# [Instructions for the task]
Copy out the lines of the records below, and only those lines, from the one with "of the white" through the one with "of the mountain", exactly as they appear.

# [Raw data]
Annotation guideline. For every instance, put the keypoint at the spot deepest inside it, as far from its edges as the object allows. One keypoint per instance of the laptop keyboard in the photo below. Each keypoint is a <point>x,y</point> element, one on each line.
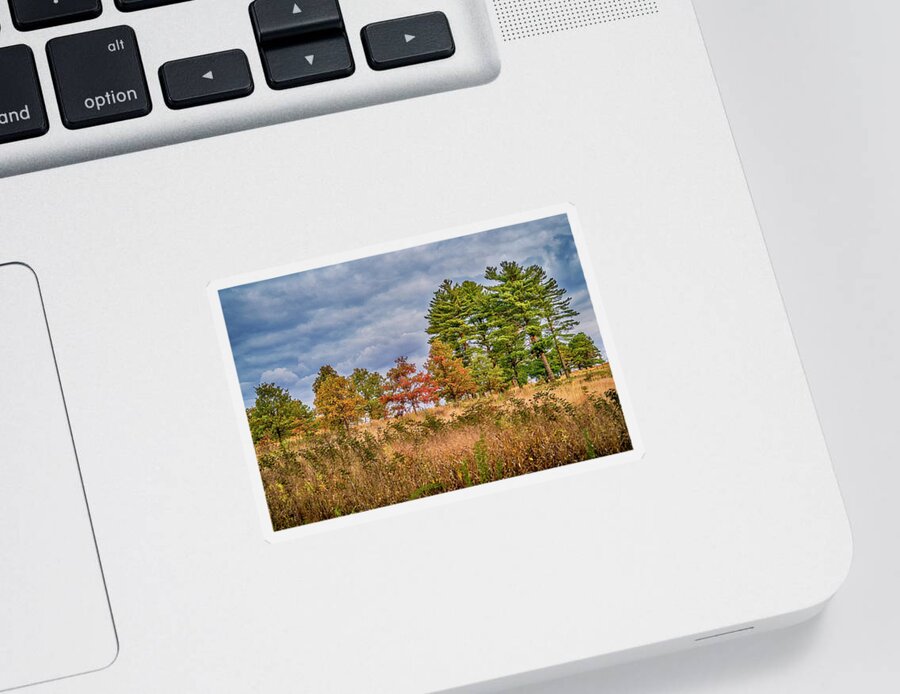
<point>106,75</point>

==

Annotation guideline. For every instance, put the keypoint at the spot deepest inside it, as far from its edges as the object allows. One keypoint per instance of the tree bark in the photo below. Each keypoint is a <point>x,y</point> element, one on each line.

---

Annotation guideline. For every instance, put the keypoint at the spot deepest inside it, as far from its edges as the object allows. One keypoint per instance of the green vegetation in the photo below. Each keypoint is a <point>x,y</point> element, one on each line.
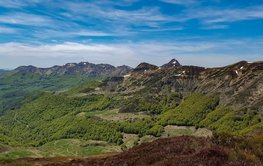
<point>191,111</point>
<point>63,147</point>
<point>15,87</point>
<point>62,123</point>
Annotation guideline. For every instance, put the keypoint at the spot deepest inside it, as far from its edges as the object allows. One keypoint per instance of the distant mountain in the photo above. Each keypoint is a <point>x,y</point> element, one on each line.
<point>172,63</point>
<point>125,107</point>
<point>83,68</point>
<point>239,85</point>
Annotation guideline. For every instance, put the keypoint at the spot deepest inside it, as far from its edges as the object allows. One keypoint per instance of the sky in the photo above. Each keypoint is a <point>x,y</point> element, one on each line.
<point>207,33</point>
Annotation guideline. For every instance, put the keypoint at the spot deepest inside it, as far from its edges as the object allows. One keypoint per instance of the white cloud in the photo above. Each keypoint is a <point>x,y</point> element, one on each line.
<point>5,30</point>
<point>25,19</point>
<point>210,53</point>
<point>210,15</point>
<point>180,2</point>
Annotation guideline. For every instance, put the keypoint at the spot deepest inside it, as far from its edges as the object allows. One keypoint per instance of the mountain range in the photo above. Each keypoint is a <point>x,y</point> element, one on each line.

# [Result below]
Annotation guideline. For every instance, put the keypoint at the spot deepest inside it, as far from its edges as the object allows. One keypoint per instance of the white cloud in the photo above. Each keypoint is a <point>x,y</point> element, one on each line.
<point>5,30</point>
<point>25,19</point>
<point>210,53</point>
<point>210,15</point>
<point>180,2</point>
Annotation guideline. For every instance, put the keypoint at the spot deepest inside it, as far from its edges as the object allows. One keypoint per instance of the mountain range in the photo above. Each keypoint is a <point>x,y</point> element, one on each line.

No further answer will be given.